What you will do:
1. Answer these questions from the article on Le Cirque's celebrity diners:
(a) How old was Maccioni when he spoke in Washington?
(b) Of which city was Frank Zappa a native?
(c) Why was Zappa initially barred from the restaurant?
2. Repeat the passage of the Le Cirque article starting with "Le Cirque's VIP" and going on through "underdressed: Frank Zappa.".

Supplied text:
◆ ◆ ◆ ◆
Le Cirque's VIP List, From A to Zappa
By Richard Leiby Sunday, June 6, 2004; Page D03
In a new memoir, Sirio Maccioni, owner of New York's snooty Le Cirque restaurant, gleefully dishes the names of luminaries he has fed over the decades: Frank Sinatra, Nancy Reagan, Henry Kissinger, Richard Nixon, Donald Trump, Woody Allen, Barbara Walters, Bill Blass and Jacqueline Kennedy Onassis, to list a few. But none of them, he says, became "my best friend." That honor belonged to a long-haired, "rough-looking" musician initially barred from the restaurant as woefully underdressed: Frank Zappa.
"It was a very difficult beginning of the relationship," Maccioni, 72, told us during a stop in Washington last week. He still tears up when talking about Zappa, the Baltimore native who died of prostate cancer in 1993 at age 52: "He was a great man and a very intelligent man. . . . I wish he was alive today."
◆ ◆ ◆ ◆
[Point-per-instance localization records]

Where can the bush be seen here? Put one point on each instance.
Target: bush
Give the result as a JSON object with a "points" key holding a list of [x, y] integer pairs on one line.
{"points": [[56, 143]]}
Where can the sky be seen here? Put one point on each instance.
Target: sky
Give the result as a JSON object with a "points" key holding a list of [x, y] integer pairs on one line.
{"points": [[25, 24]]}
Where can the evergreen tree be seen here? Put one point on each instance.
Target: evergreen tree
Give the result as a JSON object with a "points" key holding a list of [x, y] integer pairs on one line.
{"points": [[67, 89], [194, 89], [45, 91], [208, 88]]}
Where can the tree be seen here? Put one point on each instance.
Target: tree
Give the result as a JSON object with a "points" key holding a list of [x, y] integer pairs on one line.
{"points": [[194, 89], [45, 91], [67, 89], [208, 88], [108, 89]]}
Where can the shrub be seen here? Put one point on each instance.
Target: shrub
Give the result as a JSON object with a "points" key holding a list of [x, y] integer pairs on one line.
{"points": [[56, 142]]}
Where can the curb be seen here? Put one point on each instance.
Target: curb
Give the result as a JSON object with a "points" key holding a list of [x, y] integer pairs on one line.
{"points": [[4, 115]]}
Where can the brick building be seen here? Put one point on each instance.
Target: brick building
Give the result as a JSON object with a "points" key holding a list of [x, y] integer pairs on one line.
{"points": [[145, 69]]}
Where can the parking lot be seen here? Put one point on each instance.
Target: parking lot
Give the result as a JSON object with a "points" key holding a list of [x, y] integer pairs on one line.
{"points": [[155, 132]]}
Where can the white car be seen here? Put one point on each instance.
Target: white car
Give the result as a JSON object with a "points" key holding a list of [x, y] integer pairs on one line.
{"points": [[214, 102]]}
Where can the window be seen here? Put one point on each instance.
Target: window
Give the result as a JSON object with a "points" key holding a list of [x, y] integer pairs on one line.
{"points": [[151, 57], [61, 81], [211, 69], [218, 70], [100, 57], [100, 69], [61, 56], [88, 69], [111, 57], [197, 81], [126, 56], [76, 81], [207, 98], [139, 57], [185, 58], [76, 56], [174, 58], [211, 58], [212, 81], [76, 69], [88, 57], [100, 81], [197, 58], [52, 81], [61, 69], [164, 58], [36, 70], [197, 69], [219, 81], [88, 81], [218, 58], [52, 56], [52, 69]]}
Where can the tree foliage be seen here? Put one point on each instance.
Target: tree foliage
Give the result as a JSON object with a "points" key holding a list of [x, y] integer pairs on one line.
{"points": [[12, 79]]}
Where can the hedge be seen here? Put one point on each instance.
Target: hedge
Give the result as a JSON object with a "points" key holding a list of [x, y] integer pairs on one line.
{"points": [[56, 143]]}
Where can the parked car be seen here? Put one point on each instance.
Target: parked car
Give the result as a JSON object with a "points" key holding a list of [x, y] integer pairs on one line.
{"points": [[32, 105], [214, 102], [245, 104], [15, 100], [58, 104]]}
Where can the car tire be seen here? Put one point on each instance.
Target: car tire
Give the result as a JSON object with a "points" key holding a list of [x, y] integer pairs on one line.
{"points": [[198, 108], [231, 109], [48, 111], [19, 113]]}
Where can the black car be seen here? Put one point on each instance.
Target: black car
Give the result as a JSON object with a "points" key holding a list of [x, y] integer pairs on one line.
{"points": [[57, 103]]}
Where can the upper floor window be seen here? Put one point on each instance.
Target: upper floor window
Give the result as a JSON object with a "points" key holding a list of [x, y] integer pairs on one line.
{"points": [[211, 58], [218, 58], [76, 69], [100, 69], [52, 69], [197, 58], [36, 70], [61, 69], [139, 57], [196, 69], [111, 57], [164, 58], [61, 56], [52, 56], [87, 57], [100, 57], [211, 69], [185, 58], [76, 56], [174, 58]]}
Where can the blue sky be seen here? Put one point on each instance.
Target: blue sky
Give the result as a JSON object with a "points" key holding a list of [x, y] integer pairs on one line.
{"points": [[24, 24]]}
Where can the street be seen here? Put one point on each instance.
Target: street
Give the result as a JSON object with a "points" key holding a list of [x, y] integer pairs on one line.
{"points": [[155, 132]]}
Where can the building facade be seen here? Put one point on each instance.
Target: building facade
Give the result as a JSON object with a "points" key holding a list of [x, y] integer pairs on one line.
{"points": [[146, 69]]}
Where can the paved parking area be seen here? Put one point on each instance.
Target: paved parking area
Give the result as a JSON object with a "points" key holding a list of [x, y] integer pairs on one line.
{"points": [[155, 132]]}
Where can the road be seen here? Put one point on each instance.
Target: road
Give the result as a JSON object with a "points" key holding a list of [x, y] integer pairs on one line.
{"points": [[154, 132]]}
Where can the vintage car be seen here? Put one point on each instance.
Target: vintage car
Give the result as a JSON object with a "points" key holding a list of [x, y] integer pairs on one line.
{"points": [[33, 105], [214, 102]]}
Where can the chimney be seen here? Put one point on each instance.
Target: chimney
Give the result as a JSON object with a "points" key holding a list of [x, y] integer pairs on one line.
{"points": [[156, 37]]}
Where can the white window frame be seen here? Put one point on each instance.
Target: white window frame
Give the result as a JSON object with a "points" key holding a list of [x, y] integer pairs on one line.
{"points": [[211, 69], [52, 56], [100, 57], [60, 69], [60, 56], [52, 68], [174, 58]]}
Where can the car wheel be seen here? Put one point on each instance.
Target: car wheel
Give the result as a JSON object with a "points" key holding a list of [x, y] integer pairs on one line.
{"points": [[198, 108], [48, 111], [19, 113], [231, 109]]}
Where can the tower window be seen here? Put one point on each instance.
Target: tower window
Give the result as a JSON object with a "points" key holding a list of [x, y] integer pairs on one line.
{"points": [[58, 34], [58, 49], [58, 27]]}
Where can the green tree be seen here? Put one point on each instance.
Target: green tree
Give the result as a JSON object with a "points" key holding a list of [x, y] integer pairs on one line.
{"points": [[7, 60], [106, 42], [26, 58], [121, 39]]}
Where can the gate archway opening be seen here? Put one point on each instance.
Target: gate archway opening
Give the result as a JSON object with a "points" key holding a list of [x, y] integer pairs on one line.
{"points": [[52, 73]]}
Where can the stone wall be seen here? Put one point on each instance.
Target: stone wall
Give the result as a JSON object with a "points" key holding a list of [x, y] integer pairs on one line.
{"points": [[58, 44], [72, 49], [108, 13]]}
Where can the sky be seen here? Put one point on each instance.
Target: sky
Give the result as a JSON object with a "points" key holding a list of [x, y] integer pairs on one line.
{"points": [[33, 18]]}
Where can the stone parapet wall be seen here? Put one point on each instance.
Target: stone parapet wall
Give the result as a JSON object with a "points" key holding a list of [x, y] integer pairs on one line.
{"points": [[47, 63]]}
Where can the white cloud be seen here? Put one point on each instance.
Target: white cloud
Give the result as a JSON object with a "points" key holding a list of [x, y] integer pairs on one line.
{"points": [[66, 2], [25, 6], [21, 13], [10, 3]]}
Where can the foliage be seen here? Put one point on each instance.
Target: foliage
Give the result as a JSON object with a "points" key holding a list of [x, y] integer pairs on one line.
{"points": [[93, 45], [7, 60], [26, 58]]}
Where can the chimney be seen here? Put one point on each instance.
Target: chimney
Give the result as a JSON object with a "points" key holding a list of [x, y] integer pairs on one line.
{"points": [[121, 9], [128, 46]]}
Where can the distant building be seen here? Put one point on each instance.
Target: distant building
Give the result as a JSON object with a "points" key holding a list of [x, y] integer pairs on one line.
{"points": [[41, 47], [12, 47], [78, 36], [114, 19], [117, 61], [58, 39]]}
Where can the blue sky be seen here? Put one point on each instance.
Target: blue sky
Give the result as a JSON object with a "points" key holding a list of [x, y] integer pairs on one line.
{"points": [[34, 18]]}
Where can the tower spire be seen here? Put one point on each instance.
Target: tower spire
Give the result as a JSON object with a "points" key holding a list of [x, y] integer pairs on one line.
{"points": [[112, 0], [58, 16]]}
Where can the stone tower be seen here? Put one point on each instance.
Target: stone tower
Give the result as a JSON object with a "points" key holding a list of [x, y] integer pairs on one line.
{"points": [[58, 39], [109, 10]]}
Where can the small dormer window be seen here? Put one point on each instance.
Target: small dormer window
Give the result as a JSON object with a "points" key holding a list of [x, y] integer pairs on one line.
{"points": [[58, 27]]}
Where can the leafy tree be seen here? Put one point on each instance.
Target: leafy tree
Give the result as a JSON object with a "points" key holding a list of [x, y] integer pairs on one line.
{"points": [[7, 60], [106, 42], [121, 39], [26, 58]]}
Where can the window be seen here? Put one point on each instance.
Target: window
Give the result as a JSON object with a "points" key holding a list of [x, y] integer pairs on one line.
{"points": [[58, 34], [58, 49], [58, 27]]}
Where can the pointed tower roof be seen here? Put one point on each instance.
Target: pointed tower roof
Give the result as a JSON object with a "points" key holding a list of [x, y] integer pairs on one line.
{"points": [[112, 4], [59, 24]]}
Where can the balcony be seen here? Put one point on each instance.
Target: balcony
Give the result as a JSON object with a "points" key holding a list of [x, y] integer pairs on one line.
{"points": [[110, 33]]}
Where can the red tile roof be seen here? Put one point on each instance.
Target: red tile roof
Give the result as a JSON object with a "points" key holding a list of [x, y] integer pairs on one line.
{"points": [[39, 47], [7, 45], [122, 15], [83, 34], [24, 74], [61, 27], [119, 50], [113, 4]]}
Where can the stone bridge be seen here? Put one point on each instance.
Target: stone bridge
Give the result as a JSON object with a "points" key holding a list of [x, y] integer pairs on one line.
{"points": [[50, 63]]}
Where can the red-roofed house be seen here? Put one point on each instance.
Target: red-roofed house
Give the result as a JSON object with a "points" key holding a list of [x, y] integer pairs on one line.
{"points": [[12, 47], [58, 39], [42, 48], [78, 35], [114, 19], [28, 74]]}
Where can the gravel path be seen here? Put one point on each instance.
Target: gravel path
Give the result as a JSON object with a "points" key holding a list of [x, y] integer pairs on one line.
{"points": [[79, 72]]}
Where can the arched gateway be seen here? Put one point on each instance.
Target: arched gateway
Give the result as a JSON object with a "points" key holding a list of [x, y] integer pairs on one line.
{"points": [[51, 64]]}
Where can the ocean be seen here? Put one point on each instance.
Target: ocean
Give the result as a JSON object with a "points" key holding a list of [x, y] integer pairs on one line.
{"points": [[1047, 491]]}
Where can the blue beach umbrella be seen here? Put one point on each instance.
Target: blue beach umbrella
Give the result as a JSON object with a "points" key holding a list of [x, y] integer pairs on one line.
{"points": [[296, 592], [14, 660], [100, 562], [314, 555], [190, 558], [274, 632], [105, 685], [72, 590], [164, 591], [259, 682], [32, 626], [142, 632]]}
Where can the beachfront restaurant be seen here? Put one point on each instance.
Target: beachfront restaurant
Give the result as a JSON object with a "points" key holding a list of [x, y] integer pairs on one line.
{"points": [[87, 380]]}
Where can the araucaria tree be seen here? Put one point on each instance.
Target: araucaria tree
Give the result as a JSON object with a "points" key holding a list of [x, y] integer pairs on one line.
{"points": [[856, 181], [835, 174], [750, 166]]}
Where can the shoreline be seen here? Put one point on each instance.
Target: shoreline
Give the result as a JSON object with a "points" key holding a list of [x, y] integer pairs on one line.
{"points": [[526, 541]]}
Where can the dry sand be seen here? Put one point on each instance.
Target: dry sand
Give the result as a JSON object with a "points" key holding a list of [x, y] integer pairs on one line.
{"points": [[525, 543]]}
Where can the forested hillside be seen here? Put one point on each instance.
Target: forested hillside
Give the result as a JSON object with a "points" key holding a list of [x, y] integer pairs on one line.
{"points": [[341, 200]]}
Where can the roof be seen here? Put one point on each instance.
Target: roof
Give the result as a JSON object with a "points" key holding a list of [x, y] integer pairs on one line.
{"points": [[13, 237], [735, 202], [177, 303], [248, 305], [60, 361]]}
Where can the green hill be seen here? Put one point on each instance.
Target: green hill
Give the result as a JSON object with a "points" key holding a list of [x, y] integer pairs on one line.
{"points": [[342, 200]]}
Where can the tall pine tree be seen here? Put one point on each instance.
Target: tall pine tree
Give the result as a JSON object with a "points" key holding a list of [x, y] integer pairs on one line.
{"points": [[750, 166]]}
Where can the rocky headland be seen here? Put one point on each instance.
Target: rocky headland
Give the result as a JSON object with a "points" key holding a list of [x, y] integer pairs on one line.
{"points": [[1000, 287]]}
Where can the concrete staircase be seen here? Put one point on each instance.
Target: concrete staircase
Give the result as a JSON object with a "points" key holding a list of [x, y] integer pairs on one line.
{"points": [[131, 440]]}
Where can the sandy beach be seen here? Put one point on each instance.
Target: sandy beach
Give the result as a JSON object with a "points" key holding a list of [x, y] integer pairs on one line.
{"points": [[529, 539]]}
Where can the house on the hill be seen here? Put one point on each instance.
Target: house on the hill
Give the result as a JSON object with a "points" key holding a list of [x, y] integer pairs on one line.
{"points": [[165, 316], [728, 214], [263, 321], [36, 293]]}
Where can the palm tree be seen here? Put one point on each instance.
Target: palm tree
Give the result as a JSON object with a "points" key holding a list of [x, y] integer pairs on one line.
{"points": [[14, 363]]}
◆ ◆ ◆ ◆
Answers for the exercise:
1.
(a) 72
(b) Baltimore
(c) He was considered woefully underdressed.

2.
Le Cirque's VIP List, From A to Zappa
By Richard Leiby Sunday, June 6, 2004; Page D03
In a new memoir, Sirio Maccioni, owner of New York's snooty Le Cirque restaurant, gleefully dishes the names of luminaries he has fed over the decades: Frank Sinatra, Nancy Reagan, Henry Kissinger, Richard Nixon, Donald Trump, Woody Allen, Barbara Walters, Bill Blass and Jacqueline Kennedy Onassis, to list a few. But none of them, he says, became "my best friend." That honor belonged to a long-haired, "rough-looking" musician initially barred from the restaurant as woefully underdressed: Frank Zappa.